Supplied material -
──────────────────────────────

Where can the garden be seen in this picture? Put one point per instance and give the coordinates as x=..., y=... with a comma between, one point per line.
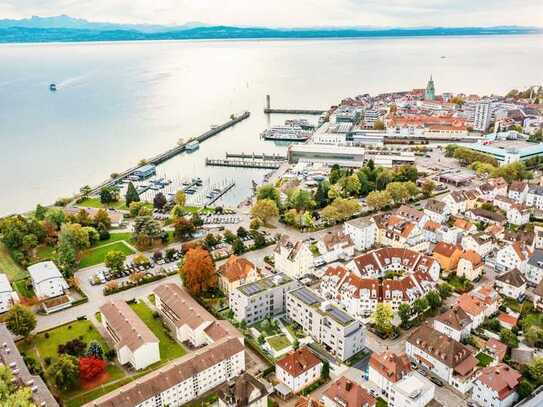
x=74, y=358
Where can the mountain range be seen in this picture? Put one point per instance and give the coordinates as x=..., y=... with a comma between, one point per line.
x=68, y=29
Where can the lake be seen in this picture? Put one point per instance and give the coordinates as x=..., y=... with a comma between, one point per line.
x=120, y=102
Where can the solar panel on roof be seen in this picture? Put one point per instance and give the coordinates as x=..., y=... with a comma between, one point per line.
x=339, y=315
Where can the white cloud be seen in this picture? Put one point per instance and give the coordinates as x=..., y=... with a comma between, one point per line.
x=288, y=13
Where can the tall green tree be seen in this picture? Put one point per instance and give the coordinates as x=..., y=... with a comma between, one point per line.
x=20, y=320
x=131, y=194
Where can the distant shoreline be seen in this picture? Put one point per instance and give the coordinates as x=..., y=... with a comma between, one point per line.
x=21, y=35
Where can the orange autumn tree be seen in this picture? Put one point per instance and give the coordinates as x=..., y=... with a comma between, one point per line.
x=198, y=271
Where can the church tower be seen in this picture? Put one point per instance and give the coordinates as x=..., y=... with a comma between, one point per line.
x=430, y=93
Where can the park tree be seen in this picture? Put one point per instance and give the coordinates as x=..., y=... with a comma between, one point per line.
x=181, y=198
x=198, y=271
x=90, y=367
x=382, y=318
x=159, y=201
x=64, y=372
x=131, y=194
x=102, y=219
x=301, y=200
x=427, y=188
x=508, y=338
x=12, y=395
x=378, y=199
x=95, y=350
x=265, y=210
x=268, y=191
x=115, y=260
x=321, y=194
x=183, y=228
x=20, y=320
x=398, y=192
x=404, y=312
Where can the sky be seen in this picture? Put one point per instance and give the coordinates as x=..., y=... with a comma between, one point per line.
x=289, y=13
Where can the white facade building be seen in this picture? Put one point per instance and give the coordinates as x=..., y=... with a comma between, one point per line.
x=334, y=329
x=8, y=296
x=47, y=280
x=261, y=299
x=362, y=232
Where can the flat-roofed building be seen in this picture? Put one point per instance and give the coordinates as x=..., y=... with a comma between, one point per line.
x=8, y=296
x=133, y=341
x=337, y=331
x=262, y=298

──────────────────────────────

Work instructions - Repeat each line of the records exactly, dropping the pictures.

Completed task -
Where can the garden be seen in this picture? Put one point per instance and give the coordinates as x=..., y=... with a comma between, one point per line.
x=74, y=358
Where can the mountain range be seen in this picture? Put one point per instance and give the coordinates as x=..., y=... with a comma between, one point per line.
x=68, y=29
Where can the lake be seen in this picture? Put one point per instance and give the coordinates as x=..., y=... with a comma between, one point per line.
x=120, y=102
Where can the solar panel on roof be seen in this picture? Put one point per instance and give the coordinates as x=..., y=... with a comma between, one point per line.
x=339, y=315
Where can the white cloud be seen in this picture? Put one point per instance and give the coordinates as x=..., y=... with a comma between, one point per line.
x=288, y=13
Where can the tall green tree be seen in this picture? Put one point per instance and give the coordinates as x=..., y=... with a comma between, one point per line.
x=20, y=320
x=131, y=194
Where can the distant shoreline be seen in this picture? Put one point per instance and give the coordinates as x=..., y=... with a comma between, one point per line.
x=21, y=35
Where can the orange autumn tree be seen in this picture? Put one point per instance and give the coordinates as x=..., y=... with a comma between, one point per line.
x=198, y=271
Where can the church tower be seen in this picture? Put one point per instance and give the coordinates as x=..., y=... with a comma between, one point per line.
x=430, y=93
Where can the park tree be seen in this picture? Put one point per instance and give the coordinates as x=..., y=... with a comma between, one point per line.
x=181, y=198
x=198, y=271
x=90, y=367
x=382, y=318
x=159, y=201
x=64, y=372
x=131, y=194
x=102, y=219
x=301, y=200
x=427, y=188
x=508, y=338
x=12, y=395
x=378, y=199
x=95, y=350
x=265, y=210
x=268, y=191
x=115, y=260
x=321, y=194
x=183, y=228
x=20, y=320
x=398, y=192
x=404, y=312
Where can the sky be seen in this picture? Put one point per instance and give the coordinates as x=..., y=... with a comma between, one point per line.
x=289, y=13
Where can the white facade building be seen in this picture? Put one point per instance and give the coordinates as x=..., y=... with a comma between, one point per line.
x=334, y=329
x=8, y=296
x=47, y=280
x=261, y=299
x=362, y=232
Where can the flat-roofed building be seen in this picture? Put one point per instance and give the coordinates as x=..., y=... with a comma between, one point per line.
x=8, y=296
x=133, y=341
x=337, y=331
x=262, y=298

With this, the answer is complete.